Task item:
In the text on athletes who compete for other countries at the Olympics, which country did Oksana Chusovitina win a medal for in women's artistic gymnastics?

Text passage:
* * * * *

Becky Hammon, the U.S. basketball player from South Dakota, doesn't have a smidgen of Russian in her DNA yet she's playing for Vladimir Putin's Olympic roster -- with a possible $150,000 waiting in gold-medal booty -- because she couldn't make the U.S. team. Others have taken advantage of dubious famly-tree links, such as NBA player Chris Kamen, who grew up in Michigan but is playing for Germany because -- ready? -- his great-grandparents hailed from there. My great-grandparents are from Italy, so does that mean I can compete on the Italian air-pistol team?

If you could make the Italian air-pistol team, yeah. I doubt it, though. Well, I don't actually know Italy's requirements. They may be stricter than Germany. Oh wait, the print version says "fencing." Either way, you can't compete if you don't make the team. If you make the Olympic team you are an Olympian. There's no "quasi" about it.

Is Oksana Chusovitina a quasi-Olympian because instead of competing for her native Uzbekistan she won a medal for Germany in women's artistic gymnastics?

Let the athletes play their sports and let the politicians get into the political aspects of it. There's no reason to bring down athletes for their desire to play in the Olympics.

Back to the swimming.

* * * * *

Extracted data:
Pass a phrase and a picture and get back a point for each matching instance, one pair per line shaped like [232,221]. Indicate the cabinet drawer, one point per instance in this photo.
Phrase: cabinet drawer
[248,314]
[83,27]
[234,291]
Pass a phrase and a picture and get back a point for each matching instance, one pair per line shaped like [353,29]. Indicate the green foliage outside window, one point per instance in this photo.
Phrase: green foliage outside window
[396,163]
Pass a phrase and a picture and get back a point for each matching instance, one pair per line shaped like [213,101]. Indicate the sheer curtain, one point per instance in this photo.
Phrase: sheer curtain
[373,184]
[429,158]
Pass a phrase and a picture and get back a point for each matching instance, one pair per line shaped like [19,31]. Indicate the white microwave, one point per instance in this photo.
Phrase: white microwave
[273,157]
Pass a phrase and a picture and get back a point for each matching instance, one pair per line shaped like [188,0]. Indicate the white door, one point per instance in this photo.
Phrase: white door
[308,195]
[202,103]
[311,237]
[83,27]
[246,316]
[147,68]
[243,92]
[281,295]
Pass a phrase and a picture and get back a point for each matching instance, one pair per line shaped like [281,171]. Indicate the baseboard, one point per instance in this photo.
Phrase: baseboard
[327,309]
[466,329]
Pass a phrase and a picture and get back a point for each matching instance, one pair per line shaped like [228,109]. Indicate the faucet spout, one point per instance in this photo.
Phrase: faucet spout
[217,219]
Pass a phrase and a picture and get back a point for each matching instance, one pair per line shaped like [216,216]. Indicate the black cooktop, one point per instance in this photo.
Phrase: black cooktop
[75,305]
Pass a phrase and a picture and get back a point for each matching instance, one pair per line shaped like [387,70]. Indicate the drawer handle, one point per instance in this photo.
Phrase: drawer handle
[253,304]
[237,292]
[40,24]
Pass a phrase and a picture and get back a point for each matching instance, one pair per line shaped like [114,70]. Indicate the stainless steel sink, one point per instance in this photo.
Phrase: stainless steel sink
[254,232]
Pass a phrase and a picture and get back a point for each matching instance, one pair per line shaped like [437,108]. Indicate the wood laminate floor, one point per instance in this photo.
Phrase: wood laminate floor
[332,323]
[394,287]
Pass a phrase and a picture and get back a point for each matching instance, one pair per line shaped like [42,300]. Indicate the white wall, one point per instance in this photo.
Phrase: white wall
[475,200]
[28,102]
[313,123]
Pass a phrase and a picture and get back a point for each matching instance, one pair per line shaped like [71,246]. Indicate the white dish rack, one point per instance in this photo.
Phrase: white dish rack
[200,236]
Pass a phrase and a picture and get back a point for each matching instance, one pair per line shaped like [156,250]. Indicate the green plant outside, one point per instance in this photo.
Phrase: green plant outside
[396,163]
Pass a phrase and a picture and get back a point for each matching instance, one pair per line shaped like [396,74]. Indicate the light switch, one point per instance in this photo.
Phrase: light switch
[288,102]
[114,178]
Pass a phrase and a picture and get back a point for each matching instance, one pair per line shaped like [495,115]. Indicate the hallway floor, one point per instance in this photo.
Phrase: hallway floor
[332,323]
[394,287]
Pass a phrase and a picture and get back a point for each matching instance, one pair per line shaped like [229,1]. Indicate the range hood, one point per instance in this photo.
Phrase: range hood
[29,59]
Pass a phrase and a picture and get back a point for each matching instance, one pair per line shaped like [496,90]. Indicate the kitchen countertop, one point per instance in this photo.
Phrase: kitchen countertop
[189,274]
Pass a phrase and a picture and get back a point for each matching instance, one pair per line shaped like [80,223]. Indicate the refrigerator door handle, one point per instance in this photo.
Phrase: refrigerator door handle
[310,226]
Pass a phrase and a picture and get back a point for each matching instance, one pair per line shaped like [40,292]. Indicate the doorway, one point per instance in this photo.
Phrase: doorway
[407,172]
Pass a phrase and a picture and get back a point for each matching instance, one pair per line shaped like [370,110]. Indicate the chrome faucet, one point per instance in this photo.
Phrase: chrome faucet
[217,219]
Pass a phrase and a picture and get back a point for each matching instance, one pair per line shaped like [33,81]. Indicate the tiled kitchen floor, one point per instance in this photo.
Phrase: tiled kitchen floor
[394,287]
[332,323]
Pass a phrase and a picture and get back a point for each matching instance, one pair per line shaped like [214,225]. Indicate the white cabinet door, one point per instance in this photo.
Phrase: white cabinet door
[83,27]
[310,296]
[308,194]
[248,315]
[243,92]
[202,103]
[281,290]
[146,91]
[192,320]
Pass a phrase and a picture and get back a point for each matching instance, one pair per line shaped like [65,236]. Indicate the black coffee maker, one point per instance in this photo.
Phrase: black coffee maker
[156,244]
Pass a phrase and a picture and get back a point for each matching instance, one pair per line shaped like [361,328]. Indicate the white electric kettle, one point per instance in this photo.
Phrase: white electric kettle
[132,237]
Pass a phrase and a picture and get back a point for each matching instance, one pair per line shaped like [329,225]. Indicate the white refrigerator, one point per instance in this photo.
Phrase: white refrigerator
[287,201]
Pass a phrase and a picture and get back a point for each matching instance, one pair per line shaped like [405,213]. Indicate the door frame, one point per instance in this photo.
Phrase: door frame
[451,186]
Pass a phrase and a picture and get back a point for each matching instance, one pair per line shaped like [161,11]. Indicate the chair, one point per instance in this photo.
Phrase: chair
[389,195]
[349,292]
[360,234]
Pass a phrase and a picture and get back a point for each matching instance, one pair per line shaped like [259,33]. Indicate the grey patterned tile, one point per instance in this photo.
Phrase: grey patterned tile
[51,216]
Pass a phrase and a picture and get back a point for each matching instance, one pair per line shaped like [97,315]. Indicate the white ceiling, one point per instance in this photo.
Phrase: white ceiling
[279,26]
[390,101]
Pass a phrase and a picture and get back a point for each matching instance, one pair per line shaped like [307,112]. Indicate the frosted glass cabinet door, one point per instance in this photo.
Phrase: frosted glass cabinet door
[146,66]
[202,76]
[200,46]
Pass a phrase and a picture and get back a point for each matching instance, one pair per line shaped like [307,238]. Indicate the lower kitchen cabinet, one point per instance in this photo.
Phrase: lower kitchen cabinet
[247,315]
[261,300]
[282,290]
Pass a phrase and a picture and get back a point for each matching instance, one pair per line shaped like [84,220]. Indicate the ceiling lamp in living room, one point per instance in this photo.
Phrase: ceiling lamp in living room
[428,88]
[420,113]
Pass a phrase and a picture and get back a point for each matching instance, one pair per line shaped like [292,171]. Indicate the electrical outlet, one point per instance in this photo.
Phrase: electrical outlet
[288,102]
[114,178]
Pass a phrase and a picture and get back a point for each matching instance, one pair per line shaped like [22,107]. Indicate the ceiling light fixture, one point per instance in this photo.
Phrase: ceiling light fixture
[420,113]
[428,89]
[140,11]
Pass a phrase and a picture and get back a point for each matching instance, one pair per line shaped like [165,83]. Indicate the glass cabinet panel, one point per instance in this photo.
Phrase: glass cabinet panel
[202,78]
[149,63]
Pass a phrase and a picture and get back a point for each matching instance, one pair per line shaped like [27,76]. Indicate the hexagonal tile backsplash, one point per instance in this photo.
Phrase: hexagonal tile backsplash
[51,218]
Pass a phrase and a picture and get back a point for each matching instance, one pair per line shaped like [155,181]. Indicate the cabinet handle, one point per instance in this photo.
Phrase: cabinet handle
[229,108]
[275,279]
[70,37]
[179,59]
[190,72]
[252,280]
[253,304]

* * * * *

Written solution:
Germany